> **TEXTO EXIBIDO**
• • •
LE MONDE LOUVA POTENCIAL
COMPRADOR DE 36 RAFALES



Enquanto o país afunda em negociatas oriundas de Brasília, a imprensa francesa, que sempre foi crítica em relação ao Brasil, agora se entrega ao charme do presidente mais conivente com a corrupção em toda a história da República. Por mãos amigas, recebo de Paris um suplemento do Le Monde – 98 páginas em formato de revista –, louvando não só o Brasil de Lula mas também Lula, intitulado Brésil un géant s’impose.

Sobra até para o hino nacional e seu afonsocelsismo desmesurado. Escreve o correspondente Jean-Pierre Langellier:

O hino nacional, escrito em 1909, canta as vantagens do Brasil. “Gigante pela própria natureza, és belo, és forte, impávido colosso”. Na mesma época, Georges Clemenceau lançava a seu propósito um cumprimento pérfido: “um país de futuro, e que assim restará por muito tempo”.

Até os últimos tempos, o impávido colosso continuava sendo um país do futuro. A força e a beleza deste gigante tardavam a se impor. Hoje, qual um Gulliver libertado de suas peias, o Brasil se reergue, e, subitamente confiante em si mesmo, dirige seu olhar ao longe, além de sua própria imensidão – quinze vezes o território da França – rumo ao mundo global onde aspira os primeiros lugares.


Mais uma reverência ao libertador do gigante:

Como diz o presidente Luiz Inacio Lula da Silva, familiar às metáforas futebolísticas, e cujo rosto jovial encarna esta renascença: “Nós estamos cansados de jogar na segunda divisão”. Pela primeira vez em sua existência semimilenar, o Brasil tem um encontro feliz com a história, ao qual não quer faltar. “Neste momento quase mágico, resume Lula, Deus é brasileiro”.

Ou seja, nunca na história deste país... – como pisa e repisa o Supremo Apedeuta. Franceses adoram operários no poder. Desde que não seja na França. O respeito ao vernáculo é critério importante na França para a eleição de um mandatário. Là-bas, dans le Thiers Monde, se releva. Lula é elevado ao Olimpo da oratória:

O verbo foi sua primeira arma em política. “Se eu tivesse cobrado meus discursos, eu seria milionário há muito tempo”, disse um dia o presidente brasileiro. Ao longo de sua carreira, este orador nato pronunciou milhares de alocuções públicas, muitas vezes de inproviso, e concedeu centenas de entrevistas à mídia.
• • •
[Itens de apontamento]
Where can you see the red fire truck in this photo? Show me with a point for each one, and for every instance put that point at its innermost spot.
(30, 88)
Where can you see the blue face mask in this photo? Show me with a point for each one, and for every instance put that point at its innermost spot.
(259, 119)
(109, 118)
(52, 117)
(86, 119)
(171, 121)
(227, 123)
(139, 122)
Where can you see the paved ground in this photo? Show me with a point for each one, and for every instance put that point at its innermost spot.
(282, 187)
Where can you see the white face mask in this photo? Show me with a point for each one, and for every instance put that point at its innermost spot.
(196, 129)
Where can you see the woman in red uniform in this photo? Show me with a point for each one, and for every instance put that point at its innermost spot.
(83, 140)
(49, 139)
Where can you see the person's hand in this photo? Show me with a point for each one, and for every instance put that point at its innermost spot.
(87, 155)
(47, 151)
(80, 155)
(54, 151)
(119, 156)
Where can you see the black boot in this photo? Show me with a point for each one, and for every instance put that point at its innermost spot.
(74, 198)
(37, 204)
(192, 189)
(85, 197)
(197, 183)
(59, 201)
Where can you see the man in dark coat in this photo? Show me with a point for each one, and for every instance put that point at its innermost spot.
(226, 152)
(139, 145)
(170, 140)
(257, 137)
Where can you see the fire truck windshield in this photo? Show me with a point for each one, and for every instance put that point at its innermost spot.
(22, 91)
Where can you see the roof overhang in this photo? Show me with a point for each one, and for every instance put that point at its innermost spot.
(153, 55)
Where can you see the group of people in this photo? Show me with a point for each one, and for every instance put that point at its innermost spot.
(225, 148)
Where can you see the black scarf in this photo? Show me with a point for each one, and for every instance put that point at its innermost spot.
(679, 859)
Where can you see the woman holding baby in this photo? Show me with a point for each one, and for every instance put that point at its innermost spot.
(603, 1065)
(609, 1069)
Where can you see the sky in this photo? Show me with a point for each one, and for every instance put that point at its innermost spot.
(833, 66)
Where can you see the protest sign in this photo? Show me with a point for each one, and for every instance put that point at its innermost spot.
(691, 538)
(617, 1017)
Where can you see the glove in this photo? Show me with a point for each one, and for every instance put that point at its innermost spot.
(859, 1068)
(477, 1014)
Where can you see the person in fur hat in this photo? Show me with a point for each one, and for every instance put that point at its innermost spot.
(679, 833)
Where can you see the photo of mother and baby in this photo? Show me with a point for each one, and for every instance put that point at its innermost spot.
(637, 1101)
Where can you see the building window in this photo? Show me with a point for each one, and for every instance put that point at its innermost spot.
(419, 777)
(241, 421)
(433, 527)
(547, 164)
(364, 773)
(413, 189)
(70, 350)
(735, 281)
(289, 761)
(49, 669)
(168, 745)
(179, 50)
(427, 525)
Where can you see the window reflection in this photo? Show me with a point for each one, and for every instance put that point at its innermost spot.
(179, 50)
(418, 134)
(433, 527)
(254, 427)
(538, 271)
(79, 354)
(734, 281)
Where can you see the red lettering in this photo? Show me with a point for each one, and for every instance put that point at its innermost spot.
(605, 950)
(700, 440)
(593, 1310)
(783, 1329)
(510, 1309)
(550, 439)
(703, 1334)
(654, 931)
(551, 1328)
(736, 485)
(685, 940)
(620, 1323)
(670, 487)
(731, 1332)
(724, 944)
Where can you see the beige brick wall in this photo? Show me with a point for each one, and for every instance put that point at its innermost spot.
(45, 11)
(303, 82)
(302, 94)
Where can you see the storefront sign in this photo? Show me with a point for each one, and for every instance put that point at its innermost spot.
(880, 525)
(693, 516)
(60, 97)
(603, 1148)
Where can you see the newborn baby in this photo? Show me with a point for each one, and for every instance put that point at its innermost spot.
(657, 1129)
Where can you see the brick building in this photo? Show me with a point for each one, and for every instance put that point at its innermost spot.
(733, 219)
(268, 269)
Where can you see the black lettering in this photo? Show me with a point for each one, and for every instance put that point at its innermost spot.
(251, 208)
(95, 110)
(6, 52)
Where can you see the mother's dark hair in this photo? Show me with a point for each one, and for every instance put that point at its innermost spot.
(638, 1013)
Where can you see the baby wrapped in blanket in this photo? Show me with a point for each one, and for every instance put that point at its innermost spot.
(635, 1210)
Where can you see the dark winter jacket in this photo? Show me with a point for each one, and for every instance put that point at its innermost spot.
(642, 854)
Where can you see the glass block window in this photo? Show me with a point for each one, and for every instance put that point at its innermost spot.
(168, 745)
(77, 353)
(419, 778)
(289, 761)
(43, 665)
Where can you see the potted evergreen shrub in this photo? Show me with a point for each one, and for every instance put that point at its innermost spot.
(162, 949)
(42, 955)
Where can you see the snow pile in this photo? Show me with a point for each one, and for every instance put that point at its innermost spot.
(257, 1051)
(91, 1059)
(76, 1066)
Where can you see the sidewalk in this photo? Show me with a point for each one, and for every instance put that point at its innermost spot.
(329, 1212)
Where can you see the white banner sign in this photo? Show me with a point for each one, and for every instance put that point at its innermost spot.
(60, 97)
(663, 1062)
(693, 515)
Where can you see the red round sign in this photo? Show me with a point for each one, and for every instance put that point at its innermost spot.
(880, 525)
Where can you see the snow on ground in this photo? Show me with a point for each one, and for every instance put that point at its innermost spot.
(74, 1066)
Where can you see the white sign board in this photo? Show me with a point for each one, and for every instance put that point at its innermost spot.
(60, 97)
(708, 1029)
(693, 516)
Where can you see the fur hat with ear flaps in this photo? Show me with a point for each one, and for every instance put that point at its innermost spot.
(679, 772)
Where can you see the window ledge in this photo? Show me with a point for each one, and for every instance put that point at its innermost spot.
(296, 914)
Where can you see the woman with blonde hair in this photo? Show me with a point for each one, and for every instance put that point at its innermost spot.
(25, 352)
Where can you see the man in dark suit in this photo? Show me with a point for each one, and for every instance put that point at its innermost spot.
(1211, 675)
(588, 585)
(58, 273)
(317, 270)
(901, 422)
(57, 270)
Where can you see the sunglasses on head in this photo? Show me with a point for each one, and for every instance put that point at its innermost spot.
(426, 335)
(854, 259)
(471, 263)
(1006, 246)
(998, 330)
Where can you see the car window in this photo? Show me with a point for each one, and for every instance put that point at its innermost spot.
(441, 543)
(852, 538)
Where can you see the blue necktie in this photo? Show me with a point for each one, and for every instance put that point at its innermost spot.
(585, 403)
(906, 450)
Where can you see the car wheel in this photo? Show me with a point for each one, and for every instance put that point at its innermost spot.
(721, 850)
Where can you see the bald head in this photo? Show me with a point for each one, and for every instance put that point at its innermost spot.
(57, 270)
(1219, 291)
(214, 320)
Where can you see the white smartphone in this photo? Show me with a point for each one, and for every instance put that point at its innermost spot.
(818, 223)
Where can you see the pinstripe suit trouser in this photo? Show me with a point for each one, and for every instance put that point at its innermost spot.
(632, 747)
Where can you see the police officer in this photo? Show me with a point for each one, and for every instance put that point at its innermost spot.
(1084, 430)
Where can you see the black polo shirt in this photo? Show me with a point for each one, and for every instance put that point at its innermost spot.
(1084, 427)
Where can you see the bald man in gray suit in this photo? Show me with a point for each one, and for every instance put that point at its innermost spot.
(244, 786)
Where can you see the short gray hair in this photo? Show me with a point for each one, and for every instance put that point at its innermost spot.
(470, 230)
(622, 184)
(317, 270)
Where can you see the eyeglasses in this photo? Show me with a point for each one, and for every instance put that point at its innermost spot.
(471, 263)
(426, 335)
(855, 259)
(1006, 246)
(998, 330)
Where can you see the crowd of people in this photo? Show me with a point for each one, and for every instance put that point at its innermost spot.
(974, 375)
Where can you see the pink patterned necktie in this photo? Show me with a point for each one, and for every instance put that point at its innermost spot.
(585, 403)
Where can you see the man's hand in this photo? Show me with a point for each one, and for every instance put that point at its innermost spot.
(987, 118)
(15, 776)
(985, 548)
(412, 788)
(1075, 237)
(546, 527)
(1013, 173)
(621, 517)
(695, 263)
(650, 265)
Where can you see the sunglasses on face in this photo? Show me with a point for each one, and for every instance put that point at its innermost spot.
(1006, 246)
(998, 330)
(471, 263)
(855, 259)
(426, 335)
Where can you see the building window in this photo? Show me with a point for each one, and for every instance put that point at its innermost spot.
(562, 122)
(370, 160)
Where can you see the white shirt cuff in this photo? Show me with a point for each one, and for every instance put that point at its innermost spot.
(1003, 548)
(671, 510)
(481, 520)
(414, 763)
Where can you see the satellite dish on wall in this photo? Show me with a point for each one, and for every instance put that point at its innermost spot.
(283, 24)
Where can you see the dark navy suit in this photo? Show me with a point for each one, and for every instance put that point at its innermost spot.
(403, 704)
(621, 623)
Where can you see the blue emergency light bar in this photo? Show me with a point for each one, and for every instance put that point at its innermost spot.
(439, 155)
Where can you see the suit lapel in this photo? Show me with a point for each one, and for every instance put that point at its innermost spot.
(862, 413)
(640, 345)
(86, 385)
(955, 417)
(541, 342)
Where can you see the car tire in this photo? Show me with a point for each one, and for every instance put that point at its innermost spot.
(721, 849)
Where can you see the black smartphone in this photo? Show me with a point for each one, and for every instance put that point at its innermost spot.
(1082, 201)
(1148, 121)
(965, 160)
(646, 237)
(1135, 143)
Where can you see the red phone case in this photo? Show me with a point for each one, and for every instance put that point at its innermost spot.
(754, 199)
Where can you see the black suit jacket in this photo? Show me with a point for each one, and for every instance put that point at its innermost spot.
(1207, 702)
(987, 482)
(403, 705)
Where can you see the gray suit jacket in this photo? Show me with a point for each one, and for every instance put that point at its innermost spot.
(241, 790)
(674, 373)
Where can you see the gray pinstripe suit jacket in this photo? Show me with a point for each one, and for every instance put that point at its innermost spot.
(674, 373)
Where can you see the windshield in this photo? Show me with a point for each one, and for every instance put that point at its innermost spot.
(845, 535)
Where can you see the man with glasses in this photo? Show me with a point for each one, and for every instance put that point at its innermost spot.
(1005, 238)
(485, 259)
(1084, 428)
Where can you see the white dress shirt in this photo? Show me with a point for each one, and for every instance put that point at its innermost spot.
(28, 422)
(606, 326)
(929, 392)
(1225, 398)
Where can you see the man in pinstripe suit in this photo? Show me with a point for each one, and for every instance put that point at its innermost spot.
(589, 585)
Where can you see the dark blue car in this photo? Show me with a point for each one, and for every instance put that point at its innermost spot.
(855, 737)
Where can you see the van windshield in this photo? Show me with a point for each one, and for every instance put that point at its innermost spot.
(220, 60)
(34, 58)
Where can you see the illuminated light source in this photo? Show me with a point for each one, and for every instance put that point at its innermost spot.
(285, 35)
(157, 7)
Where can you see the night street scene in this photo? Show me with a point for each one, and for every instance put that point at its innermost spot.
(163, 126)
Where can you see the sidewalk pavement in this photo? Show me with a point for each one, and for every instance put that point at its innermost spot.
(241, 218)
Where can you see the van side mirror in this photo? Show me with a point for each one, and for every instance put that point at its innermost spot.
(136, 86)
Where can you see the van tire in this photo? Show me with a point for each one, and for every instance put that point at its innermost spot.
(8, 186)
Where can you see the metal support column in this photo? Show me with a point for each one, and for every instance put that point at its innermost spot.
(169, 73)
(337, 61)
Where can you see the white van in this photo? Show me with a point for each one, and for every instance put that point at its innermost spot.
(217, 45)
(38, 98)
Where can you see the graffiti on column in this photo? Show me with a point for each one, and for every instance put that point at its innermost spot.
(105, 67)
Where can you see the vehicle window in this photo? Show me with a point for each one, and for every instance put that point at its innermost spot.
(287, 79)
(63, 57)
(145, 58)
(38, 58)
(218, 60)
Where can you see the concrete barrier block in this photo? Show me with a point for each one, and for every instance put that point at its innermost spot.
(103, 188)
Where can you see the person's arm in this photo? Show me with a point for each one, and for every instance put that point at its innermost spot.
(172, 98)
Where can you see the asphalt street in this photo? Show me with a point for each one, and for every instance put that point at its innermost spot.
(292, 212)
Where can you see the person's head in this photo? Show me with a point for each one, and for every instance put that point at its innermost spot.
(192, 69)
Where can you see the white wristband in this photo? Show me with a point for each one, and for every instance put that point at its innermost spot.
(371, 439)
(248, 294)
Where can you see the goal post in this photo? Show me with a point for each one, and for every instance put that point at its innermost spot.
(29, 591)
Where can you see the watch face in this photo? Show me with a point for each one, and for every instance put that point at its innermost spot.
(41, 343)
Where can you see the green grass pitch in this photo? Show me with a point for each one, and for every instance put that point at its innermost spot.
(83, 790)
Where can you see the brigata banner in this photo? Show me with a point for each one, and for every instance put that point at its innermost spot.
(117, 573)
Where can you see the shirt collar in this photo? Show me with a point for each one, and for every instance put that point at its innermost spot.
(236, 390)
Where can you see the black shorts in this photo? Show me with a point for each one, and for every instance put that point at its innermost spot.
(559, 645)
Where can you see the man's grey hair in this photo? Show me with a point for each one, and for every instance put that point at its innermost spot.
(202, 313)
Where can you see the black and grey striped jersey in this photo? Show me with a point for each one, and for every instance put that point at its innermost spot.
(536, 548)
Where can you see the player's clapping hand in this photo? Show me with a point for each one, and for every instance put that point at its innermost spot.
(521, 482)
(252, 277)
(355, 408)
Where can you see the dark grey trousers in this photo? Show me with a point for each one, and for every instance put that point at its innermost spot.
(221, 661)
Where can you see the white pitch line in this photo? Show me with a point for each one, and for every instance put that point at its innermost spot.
• • •
> **O PEDIDO**
Segundo o texto exibido, quantas páginas tem o suplemento do Le Monde recebido de Paris? Responda com base somente no texto exibido.

> **RESULTADO FINAL**
O suplemento tem 98 páginas.